Short task: Copy the rows below word for word, from the line containing "Can you find the green grass" through the line containing "[0, 1, 600, 346]", including both of those lines. Leave out the pictures.

Information supplied:
• • • •
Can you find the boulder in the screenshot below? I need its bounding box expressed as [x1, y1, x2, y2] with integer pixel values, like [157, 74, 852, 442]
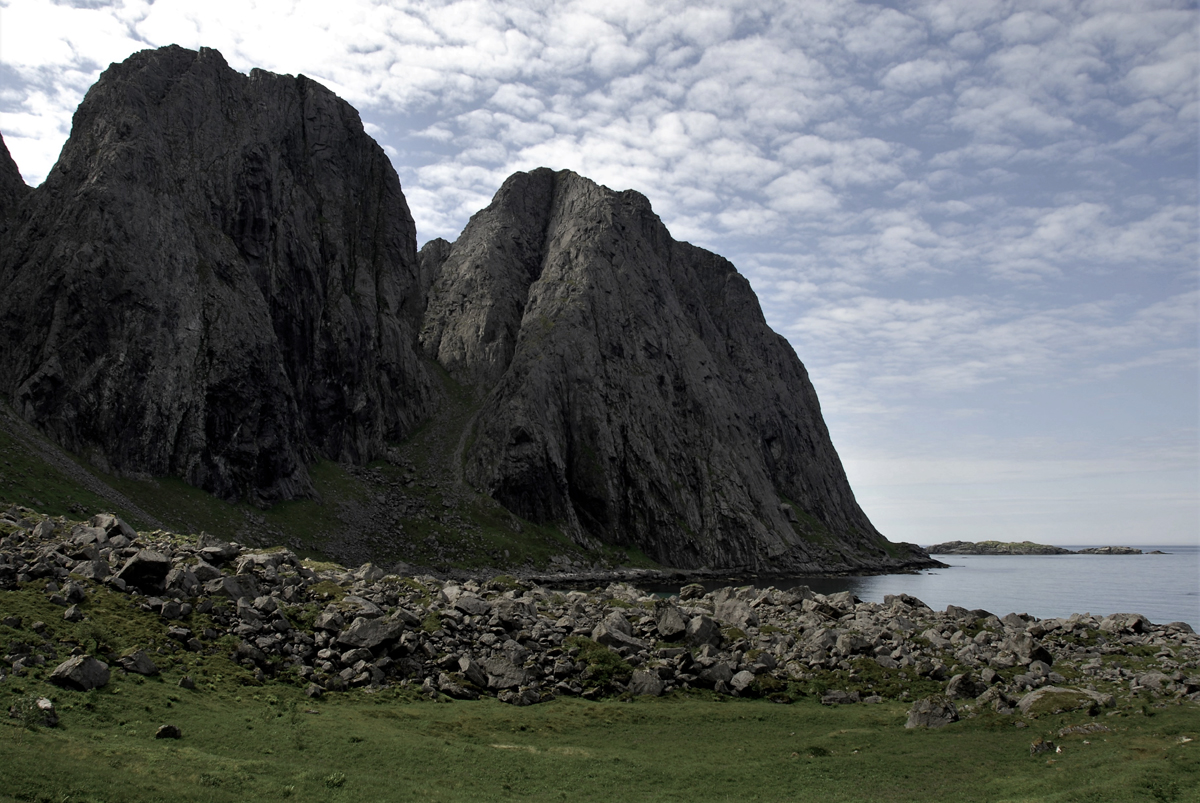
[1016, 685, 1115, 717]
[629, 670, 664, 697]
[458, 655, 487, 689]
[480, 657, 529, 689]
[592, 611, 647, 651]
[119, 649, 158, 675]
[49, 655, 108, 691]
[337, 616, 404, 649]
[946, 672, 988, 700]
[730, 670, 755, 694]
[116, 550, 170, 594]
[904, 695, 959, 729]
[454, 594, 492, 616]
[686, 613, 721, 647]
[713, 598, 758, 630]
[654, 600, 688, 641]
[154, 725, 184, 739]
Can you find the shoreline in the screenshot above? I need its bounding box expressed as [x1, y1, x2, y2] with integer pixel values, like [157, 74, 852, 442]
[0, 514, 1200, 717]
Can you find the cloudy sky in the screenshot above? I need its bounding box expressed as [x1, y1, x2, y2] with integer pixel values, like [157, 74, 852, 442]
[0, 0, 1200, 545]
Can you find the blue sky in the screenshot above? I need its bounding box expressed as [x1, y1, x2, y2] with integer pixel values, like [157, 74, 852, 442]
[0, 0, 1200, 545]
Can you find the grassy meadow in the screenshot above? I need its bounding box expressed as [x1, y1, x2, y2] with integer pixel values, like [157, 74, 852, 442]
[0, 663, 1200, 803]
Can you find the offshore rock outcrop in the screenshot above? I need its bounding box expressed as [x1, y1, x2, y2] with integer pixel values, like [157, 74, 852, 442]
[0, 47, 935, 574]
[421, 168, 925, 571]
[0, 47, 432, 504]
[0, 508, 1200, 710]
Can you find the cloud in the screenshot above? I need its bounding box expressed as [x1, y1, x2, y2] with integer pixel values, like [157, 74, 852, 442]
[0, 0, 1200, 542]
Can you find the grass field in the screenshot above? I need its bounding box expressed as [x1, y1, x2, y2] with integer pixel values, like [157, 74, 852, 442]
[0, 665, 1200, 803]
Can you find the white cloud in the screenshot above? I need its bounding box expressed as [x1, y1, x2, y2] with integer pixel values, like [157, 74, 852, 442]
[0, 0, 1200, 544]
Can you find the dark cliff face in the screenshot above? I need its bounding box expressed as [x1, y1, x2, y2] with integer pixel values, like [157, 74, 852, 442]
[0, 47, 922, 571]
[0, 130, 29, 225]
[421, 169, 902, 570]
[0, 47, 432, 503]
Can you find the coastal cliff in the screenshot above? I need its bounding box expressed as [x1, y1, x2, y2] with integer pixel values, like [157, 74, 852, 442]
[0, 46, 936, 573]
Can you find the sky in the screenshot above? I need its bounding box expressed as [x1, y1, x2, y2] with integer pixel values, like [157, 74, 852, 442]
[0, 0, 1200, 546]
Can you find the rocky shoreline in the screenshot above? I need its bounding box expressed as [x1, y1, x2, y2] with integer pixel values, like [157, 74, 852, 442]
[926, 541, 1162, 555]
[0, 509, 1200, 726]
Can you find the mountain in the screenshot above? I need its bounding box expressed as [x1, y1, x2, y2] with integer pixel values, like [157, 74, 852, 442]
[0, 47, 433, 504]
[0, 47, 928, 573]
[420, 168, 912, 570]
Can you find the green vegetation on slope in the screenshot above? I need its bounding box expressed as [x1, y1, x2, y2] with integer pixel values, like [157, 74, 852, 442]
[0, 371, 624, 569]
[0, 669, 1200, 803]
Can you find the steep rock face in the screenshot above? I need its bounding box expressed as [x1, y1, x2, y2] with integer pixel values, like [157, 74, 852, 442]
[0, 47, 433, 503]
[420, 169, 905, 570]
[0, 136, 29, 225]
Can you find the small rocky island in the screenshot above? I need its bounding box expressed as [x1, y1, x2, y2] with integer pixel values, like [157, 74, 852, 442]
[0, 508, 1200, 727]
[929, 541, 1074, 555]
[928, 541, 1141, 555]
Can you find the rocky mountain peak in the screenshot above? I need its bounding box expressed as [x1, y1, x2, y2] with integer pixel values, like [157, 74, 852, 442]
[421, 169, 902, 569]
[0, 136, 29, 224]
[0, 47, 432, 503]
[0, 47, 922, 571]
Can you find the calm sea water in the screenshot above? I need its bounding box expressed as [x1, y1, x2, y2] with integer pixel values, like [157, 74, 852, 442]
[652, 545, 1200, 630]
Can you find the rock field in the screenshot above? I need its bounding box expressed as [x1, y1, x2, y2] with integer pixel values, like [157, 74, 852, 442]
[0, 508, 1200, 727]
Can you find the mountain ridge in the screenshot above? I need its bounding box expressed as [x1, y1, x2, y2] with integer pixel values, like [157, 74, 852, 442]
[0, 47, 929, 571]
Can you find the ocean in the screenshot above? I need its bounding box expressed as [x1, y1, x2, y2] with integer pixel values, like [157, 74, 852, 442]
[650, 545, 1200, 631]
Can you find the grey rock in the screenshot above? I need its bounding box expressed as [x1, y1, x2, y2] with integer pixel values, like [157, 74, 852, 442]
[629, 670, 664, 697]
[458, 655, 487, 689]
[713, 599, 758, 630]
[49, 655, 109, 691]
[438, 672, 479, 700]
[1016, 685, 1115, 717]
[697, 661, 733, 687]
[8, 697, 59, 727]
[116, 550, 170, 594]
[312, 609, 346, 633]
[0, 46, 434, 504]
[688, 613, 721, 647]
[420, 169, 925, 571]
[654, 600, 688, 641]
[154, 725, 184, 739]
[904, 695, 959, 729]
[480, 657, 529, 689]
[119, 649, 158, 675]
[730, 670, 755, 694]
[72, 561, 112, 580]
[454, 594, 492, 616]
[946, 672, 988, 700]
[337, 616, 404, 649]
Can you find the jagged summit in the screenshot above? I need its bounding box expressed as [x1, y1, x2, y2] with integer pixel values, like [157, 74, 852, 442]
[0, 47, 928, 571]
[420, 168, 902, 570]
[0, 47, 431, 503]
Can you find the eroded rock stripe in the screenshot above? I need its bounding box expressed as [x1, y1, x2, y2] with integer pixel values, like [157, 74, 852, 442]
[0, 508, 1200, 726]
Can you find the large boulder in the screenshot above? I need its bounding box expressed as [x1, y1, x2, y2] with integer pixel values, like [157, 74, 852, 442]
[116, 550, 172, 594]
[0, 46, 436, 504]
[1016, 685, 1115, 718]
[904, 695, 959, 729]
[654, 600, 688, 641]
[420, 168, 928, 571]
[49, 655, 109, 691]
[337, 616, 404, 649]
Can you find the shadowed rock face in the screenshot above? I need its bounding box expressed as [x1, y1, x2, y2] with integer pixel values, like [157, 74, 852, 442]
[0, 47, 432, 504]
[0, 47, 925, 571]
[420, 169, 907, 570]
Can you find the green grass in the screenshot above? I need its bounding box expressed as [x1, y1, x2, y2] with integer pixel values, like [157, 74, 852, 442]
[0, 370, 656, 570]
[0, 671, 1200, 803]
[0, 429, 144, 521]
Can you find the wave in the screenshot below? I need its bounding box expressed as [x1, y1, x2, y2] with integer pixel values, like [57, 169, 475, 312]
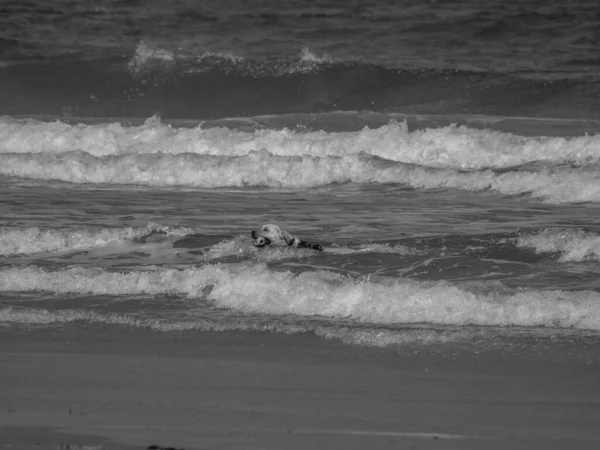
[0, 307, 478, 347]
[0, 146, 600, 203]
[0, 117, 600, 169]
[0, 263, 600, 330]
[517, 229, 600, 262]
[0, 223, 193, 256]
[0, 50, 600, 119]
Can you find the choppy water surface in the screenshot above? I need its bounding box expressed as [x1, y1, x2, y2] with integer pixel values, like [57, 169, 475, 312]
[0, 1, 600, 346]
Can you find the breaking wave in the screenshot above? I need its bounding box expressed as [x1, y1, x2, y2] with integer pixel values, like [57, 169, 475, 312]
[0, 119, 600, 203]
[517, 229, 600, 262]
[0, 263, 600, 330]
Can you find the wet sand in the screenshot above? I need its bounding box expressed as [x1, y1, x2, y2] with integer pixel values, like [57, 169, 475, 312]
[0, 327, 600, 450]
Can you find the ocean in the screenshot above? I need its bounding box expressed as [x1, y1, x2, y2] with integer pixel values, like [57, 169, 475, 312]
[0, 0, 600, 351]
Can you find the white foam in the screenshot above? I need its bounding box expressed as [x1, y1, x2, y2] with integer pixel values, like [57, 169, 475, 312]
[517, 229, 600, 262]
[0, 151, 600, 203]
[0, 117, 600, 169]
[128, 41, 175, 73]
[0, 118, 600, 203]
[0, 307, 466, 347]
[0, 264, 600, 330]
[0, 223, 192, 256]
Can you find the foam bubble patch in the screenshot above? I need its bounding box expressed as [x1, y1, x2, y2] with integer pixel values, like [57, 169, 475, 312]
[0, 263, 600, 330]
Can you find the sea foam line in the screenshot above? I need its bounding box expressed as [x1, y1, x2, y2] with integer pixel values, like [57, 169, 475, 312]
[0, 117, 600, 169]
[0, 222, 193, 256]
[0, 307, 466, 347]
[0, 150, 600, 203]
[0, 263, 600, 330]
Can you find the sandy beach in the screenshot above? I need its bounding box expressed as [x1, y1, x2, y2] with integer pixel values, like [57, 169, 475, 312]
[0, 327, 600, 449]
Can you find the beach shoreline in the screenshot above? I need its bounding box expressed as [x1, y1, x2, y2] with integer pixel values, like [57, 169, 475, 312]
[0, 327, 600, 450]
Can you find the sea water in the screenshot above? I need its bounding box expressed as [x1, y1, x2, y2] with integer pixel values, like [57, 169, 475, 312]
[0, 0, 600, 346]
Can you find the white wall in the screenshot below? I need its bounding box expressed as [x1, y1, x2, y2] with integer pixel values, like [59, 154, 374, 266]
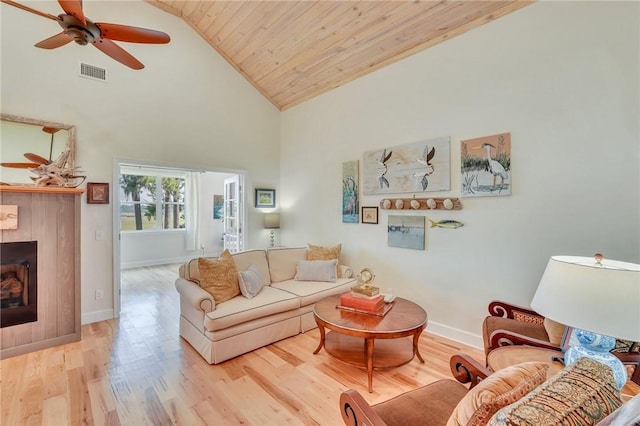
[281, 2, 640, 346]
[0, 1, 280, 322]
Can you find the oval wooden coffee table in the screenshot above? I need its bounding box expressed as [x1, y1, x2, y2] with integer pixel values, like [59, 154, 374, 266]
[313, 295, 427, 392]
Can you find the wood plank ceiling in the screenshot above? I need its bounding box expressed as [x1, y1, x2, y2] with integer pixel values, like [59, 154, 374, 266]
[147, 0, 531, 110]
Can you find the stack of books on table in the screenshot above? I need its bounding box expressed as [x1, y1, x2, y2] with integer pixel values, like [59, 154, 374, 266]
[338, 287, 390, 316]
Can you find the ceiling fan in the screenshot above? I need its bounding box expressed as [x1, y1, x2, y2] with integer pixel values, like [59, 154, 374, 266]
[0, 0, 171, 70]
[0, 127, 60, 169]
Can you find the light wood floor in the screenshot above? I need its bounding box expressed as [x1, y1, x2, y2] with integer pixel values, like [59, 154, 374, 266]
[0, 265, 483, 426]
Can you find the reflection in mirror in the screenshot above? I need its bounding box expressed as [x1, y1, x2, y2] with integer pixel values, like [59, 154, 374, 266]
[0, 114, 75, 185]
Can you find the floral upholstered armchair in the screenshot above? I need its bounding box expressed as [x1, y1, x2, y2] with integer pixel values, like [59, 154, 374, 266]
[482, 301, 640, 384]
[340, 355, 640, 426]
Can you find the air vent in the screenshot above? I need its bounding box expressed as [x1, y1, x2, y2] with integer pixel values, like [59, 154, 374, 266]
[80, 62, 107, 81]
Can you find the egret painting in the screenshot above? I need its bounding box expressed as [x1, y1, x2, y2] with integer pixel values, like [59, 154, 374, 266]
• • • •
Task output:
Can you find the green grass in the screenshot above? I need its bounding box expressed as [x1, y1, x2, y2] with integer pixel values, like [157, 74, 852, 442]
[0, 370, 656, 570]
[0, 671, 1200, 803]
[0, 429, 144, 521]
Can you find the wave in the screenshot below? I need its bounding box expressed as [x1, y1, x2, y2] with integer pixel values, like [57, 169, 475, 312]
[0, 307, 478, 347]
[0, 146, 600, 203]
[0, 117, 600, 169]
[0, 263, 600, 330]
[517, 229, 600, 262]
[0, 223, 193, 256]
[0, 50, 600, 119]
Can you find the choppy water surface in the screenshot above? I need its bounding box expressed as [x1, y1, x2, y2] with integer pixel values, like [57, 169, 475, 312]
[0, 1, 600, 346]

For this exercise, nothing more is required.